== Text under study ==
- Born: Christine Molnar Trent Lakes, Ontario, Canada

Team
- Curling club: Bobcaygeon Curling Club, Bobcaygeon, ON

Curling career
- Member Association: Canada
- World Wheelchair Championship appearances: 2 (2024, 2025)

Medal record
Wheelchair curling
Representing Canada
World Wheelchair Championship
| Silver medal – second place | 2024 Gangneung | Mixed team |
| Bronze medal – third place | 2025 Stevenston | Mixed Team |

= Chrissy Molnar =

Canadian wheelchair curler

Christine Molnar is a Canadian wheelchair curler.

== Career ==

Molnar was encouraged to try wheelchair curling in 2012. She competed at the Canadian Wheelchair Curling Championships in 2013.

== Complete the following ==
A: Update the Chrissy Molnar biography, starting with "Medal record" and going on through "Canadian wheelchair curler.", so that "second place" reads "runner-up" throughout.
B: Write what follows the last sentence of the Chrissy Molnar biography.

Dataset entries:
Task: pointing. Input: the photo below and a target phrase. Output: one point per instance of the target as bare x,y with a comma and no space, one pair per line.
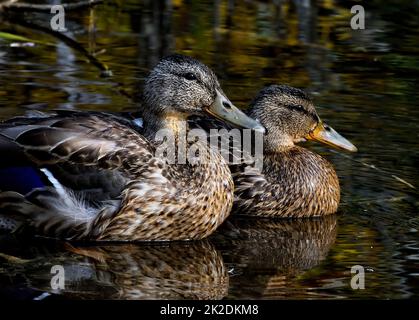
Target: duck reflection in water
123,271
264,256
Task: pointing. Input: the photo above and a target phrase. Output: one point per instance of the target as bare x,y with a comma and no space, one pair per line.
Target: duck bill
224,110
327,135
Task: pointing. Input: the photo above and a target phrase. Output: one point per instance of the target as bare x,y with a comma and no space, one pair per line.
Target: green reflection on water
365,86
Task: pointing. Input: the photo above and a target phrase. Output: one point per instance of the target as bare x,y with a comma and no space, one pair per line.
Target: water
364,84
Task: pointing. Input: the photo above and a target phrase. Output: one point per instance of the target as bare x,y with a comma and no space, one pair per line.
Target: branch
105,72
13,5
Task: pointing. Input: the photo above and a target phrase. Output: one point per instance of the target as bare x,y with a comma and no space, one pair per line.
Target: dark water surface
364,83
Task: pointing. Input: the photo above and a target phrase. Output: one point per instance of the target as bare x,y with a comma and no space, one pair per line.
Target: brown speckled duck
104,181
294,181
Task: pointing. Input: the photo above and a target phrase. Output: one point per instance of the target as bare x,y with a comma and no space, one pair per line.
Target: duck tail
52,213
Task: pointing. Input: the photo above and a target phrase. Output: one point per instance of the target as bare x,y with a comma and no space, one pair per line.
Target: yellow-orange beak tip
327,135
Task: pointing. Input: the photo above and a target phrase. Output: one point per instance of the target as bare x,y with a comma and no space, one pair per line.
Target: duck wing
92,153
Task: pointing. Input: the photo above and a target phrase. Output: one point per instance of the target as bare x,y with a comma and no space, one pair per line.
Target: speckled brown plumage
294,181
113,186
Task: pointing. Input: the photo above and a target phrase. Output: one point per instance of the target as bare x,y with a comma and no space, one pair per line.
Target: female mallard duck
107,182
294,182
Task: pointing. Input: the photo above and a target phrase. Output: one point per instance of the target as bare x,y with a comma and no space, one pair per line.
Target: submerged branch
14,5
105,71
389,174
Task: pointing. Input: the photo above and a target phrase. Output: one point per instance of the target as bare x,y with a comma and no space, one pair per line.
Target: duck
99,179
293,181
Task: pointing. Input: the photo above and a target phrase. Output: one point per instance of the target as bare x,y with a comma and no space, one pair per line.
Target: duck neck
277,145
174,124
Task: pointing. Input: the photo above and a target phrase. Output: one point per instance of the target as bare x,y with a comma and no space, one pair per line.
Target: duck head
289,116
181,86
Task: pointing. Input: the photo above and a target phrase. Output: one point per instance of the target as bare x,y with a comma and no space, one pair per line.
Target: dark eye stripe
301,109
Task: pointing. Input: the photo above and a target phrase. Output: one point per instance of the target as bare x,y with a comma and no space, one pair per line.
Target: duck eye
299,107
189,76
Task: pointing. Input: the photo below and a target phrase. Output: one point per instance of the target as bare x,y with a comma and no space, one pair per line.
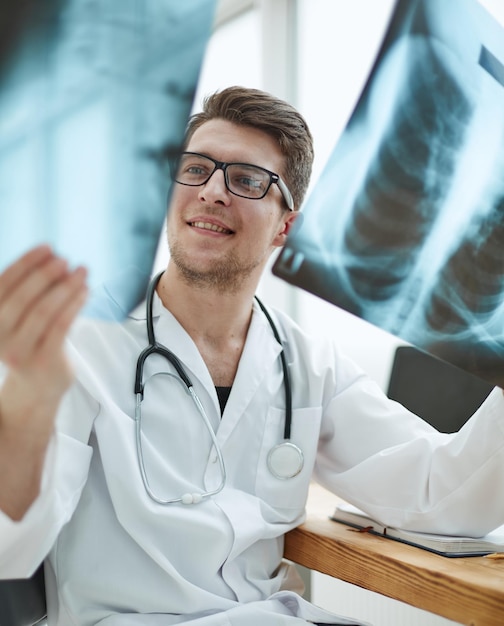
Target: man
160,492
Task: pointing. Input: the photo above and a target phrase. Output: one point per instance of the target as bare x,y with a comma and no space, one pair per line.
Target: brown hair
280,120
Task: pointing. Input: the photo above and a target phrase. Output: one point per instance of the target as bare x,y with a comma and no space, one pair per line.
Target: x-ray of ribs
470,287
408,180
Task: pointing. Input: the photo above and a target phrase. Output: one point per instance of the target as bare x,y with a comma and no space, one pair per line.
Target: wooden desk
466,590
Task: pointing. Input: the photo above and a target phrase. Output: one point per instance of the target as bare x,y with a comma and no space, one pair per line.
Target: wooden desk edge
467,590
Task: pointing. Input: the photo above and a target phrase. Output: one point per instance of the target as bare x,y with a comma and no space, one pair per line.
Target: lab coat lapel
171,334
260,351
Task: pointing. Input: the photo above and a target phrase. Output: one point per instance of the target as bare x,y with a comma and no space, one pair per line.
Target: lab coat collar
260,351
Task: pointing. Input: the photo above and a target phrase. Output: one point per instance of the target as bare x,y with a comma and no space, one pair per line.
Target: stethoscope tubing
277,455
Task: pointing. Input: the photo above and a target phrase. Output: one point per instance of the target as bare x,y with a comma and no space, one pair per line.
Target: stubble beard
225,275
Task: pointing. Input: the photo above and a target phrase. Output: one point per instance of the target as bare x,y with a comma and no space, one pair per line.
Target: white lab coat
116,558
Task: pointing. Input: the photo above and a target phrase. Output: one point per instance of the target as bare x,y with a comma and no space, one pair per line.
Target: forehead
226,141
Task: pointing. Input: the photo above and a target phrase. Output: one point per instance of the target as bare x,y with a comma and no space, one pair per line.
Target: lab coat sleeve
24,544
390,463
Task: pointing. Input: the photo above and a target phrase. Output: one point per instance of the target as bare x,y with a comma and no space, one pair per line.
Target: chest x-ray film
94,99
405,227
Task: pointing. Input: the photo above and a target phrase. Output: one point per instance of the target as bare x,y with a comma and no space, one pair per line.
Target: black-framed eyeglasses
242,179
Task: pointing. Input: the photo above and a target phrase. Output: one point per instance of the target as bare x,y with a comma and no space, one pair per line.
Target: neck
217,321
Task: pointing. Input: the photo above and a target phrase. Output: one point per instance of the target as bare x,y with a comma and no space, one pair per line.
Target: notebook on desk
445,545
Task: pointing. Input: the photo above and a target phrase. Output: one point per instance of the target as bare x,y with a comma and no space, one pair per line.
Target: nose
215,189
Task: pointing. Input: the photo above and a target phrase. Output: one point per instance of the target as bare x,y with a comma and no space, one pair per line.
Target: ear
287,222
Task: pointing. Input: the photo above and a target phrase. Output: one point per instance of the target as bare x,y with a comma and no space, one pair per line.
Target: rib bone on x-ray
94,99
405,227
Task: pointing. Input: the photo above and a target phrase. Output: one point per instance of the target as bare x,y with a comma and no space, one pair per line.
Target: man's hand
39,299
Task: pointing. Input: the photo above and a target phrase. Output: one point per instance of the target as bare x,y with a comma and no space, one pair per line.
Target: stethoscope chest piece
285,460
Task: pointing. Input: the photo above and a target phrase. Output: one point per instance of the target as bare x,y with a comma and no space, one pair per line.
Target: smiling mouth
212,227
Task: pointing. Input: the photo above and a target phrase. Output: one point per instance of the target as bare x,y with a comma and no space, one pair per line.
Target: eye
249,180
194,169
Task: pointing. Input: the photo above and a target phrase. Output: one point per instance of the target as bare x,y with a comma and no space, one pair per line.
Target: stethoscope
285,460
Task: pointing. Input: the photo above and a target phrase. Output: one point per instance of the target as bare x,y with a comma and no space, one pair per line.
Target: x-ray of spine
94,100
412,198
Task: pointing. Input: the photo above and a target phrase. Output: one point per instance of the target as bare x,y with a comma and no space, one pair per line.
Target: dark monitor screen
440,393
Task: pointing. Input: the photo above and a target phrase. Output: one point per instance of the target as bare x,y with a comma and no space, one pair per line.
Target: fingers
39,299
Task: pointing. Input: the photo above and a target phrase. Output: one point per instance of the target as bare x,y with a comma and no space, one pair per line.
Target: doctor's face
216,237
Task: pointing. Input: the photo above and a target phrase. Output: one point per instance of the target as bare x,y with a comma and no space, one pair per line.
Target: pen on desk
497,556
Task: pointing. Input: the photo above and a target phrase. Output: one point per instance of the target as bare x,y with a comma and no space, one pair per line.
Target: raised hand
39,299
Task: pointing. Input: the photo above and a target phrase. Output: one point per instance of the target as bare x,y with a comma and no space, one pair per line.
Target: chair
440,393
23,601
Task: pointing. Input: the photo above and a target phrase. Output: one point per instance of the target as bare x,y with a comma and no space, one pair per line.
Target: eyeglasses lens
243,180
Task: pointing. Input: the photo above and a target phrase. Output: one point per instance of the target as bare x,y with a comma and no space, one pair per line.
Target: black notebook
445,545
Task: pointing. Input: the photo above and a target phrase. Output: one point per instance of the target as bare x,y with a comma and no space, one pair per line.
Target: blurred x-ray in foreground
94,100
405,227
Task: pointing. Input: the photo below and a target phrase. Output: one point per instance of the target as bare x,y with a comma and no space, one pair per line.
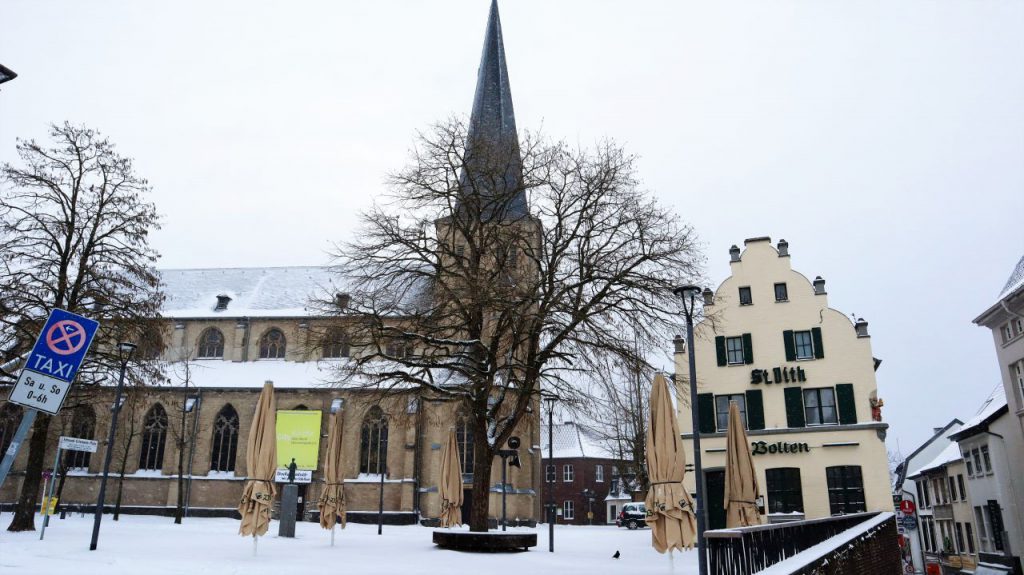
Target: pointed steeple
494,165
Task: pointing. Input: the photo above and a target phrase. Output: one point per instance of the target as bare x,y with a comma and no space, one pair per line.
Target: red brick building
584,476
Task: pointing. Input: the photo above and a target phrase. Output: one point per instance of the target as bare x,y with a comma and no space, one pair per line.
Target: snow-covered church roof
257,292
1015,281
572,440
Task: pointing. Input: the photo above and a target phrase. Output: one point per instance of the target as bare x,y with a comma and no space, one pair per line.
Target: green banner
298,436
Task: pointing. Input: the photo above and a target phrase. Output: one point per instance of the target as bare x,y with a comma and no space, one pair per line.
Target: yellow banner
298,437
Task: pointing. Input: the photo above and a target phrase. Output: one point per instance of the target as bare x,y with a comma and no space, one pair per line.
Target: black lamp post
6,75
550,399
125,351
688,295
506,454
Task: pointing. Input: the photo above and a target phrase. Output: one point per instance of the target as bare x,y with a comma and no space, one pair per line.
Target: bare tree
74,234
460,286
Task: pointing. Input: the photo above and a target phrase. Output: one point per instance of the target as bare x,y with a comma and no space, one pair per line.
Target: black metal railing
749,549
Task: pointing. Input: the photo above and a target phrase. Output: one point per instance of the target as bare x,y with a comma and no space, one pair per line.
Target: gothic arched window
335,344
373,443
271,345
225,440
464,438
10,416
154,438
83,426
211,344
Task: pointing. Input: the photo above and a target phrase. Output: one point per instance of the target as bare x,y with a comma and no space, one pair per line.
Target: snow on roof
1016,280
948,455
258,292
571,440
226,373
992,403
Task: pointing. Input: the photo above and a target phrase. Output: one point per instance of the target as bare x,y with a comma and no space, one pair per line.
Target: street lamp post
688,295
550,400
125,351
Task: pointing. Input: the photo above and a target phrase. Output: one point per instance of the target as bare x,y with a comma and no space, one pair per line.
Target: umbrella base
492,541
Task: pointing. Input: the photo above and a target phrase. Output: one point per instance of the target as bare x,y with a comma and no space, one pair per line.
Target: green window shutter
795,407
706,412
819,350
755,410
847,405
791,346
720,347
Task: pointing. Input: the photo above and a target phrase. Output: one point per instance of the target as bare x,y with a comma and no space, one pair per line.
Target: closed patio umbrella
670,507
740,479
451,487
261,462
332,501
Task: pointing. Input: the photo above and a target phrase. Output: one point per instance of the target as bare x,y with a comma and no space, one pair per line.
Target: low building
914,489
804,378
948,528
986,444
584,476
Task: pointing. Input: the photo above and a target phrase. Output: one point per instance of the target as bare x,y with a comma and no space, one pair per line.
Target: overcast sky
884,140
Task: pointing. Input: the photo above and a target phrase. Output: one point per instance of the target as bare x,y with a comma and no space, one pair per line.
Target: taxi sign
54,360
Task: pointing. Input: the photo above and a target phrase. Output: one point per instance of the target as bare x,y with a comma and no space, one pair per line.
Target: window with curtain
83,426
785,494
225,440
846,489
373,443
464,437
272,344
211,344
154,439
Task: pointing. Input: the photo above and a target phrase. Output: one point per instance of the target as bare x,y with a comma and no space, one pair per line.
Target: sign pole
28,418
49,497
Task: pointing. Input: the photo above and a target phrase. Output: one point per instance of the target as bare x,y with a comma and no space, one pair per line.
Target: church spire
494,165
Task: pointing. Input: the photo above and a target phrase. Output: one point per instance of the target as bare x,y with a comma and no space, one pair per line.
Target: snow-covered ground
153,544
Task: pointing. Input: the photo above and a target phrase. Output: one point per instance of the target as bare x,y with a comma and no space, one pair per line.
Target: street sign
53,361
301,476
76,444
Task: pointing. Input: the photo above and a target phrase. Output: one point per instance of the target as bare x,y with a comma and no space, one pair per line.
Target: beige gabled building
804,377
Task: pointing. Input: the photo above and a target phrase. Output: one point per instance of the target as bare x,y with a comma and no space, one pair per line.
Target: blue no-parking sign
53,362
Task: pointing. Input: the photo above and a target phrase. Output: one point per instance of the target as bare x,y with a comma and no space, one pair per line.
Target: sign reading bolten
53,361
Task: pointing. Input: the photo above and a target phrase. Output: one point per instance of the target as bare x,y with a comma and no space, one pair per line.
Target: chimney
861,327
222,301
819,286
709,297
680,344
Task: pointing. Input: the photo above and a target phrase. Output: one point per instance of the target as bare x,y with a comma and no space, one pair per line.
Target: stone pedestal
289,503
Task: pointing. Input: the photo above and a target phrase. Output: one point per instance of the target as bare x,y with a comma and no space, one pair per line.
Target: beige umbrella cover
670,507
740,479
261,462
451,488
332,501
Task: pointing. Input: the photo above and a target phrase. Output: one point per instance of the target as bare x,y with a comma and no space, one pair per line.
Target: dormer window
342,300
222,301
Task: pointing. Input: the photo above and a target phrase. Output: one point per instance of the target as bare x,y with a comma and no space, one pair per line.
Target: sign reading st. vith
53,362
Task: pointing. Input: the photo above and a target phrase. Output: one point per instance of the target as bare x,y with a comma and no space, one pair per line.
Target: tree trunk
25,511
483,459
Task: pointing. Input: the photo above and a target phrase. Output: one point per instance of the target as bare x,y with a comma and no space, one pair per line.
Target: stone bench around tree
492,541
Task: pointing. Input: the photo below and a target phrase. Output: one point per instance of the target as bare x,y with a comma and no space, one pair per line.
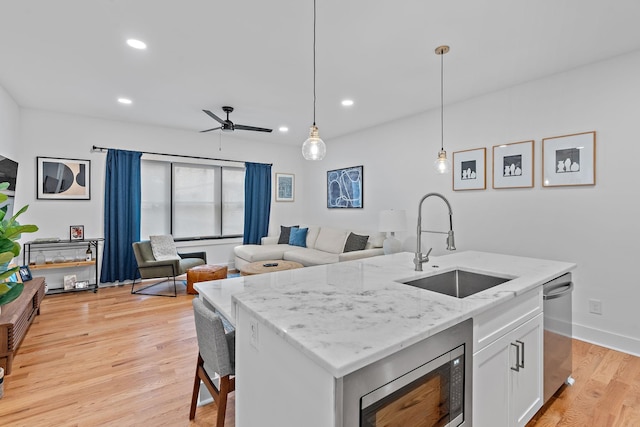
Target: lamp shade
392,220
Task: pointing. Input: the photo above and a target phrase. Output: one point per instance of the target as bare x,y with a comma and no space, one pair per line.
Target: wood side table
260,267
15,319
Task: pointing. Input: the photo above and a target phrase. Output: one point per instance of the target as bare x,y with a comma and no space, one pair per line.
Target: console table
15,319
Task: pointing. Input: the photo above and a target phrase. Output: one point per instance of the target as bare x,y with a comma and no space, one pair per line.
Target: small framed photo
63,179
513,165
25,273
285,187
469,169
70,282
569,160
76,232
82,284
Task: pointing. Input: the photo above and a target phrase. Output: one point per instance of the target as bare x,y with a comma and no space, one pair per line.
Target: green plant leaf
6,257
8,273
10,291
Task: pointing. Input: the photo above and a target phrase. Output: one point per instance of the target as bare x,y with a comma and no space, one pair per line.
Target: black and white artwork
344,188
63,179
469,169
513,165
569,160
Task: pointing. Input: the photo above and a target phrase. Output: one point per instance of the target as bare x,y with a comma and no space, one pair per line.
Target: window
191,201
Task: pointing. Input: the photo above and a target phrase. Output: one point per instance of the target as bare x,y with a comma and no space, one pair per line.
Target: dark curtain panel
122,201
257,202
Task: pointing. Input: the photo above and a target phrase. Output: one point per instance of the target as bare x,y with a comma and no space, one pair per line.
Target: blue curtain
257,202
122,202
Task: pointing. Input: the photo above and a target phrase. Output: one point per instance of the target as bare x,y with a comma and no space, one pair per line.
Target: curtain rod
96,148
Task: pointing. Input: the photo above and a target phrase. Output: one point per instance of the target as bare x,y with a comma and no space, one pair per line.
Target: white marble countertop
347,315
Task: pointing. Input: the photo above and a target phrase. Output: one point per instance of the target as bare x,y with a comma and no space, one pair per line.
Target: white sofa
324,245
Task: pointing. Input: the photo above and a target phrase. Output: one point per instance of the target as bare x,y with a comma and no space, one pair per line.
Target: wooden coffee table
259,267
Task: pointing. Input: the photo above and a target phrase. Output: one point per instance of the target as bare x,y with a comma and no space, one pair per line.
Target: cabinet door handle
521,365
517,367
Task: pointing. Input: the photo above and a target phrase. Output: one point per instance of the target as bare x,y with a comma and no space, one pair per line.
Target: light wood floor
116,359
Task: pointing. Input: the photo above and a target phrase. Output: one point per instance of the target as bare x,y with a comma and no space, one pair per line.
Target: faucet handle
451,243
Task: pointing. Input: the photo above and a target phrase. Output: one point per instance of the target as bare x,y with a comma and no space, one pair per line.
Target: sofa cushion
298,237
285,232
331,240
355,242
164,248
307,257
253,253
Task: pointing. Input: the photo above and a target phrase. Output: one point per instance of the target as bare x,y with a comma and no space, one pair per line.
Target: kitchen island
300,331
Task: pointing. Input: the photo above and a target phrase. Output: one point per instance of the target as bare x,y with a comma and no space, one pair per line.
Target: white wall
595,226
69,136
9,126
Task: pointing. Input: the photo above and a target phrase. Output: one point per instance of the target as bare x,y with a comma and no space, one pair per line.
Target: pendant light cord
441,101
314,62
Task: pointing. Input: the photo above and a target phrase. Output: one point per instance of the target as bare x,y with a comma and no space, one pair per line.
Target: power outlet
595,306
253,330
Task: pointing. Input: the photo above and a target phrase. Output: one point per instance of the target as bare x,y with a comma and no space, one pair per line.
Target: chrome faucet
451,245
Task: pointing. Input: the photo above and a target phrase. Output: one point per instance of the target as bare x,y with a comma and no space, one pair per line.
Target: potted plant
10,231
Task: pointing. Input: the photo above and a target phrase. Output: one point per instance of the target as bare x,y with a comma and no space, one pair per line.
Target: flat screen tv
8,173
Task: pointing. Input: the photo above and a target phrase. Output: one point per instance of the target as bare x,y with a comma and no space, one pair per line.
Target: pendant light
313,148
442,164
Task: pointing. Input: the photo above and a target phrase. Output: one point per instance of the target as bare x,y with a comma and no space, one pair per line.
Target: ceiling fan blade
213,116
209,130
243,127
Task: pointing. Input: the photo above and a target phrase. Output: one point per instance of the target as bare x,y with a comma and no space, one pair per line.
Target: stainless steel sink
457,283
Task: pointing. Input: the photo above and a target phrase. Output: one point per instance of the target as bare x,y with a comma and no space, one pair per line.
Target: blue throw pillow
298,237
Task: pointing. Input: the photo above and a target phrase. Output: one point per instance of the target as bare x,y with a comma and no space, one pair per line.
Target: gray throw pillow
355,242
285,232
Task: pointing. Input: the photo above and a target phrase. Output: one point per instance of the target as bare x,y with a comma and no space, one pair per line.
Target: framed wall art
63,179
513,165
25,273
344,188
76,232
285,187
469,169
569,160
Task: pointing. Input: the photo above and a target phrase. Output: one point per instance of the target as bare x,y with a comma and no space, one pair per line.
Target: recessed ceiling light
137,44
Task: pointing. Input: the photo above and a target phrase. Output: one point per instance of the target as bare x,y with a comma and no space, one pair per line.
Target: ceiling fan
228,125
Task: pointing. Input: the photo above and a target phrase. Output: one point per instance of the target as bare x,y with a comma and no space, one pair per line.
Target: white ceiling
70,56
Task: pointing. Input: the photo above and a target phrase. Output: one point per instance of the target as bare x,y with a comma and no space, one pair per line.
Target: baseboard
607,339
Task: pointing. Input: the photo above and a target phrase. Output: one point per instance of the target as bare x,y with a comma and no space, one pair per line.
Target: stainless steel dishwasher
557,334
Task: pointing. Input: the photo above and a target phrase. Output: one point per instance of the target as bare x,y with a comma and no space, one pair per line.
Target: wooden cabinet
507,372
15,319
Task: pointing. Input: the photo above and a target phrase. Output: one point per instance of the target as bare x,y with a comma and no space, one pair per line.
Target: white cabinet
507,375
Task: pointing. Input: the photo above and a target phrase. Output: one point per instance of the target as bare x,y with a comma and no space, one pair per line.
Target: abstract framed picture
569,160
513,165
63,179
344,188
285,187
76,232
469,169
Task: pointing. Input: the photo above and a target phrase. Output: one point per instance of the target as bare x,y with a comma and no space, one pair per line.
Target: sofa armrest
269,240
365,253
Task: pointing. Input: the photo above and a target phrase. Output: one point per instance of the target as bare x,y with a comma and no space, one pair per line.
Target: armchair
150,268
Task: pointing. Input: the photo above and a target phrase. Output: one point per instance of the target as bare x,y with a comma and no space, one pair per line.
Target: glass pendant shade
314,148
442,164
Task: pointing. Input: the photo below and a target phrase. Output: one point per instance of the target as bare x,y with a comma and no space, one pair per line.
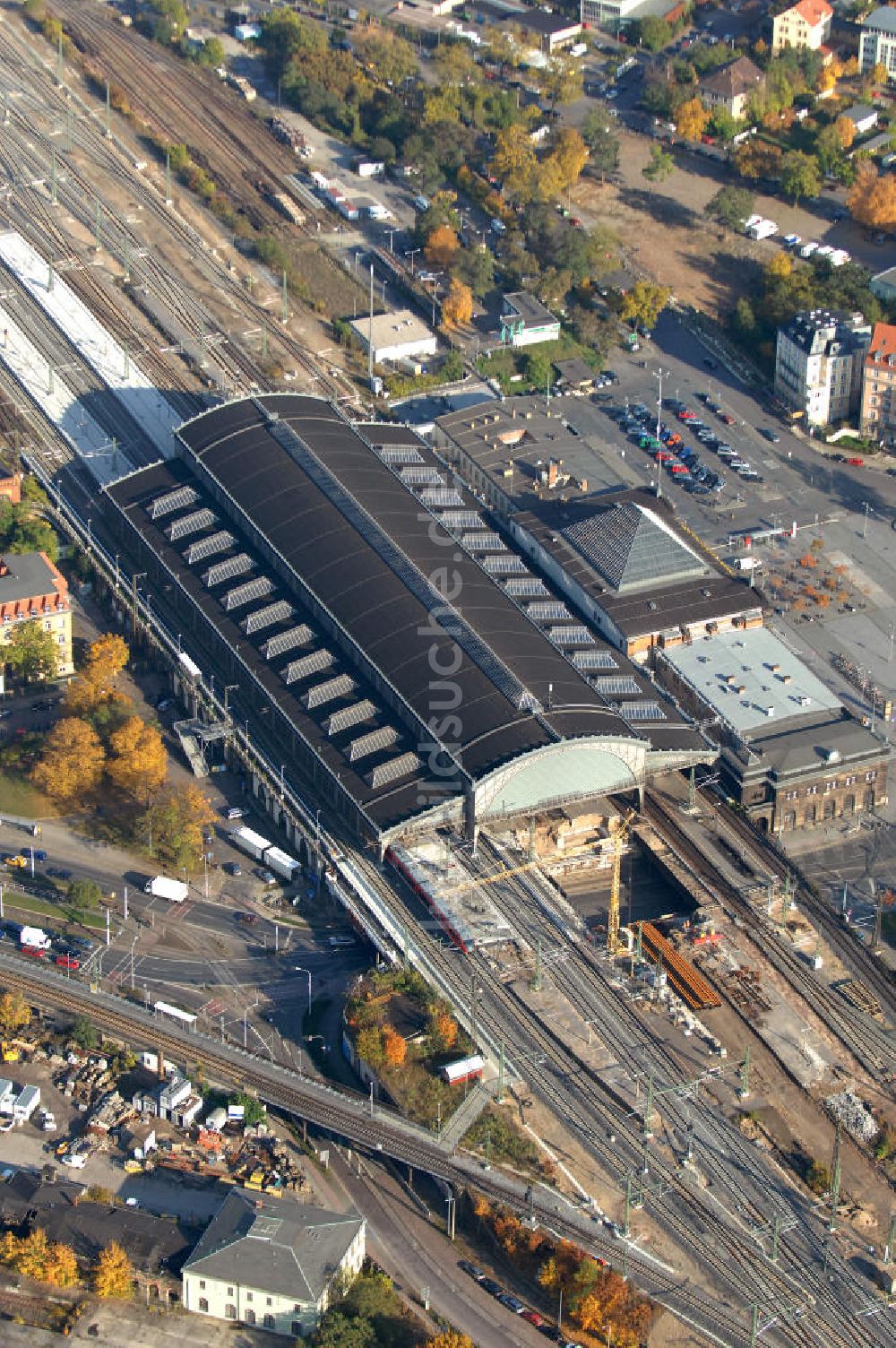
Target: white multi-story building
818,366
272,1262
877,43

== Answers to each task ==
A:
Medal record
Wheelchair curling
Representing Canada
World Wheelchair Championship
| Silver medal – runner-up | 2024 Gangneung | Mixed team |
| Bronze medal – third place | 2025 Stevenston | Mixed Team |

= Chrissy Molnar =

Canadian wheelchair curler

Christine Molnar is a Canadian wheelchair curler.

B:
She took a break from curling to have children, but returned to competition post-COVID. Molnar was the alternate for the silver medal winning Canadian team at the 2024 World Wheelchair Championships, alongside Mark Ideson, Gil Dash, Ina Forrest, and Jon Thurston. At the 2025 Wheelchair Curling Ontario Provincial Championship, Molnar won in mixed doubles with teammate Jon Thurston. She will represent Canada at the 2025 World Wheelchair Curling Championships as the team's alternate.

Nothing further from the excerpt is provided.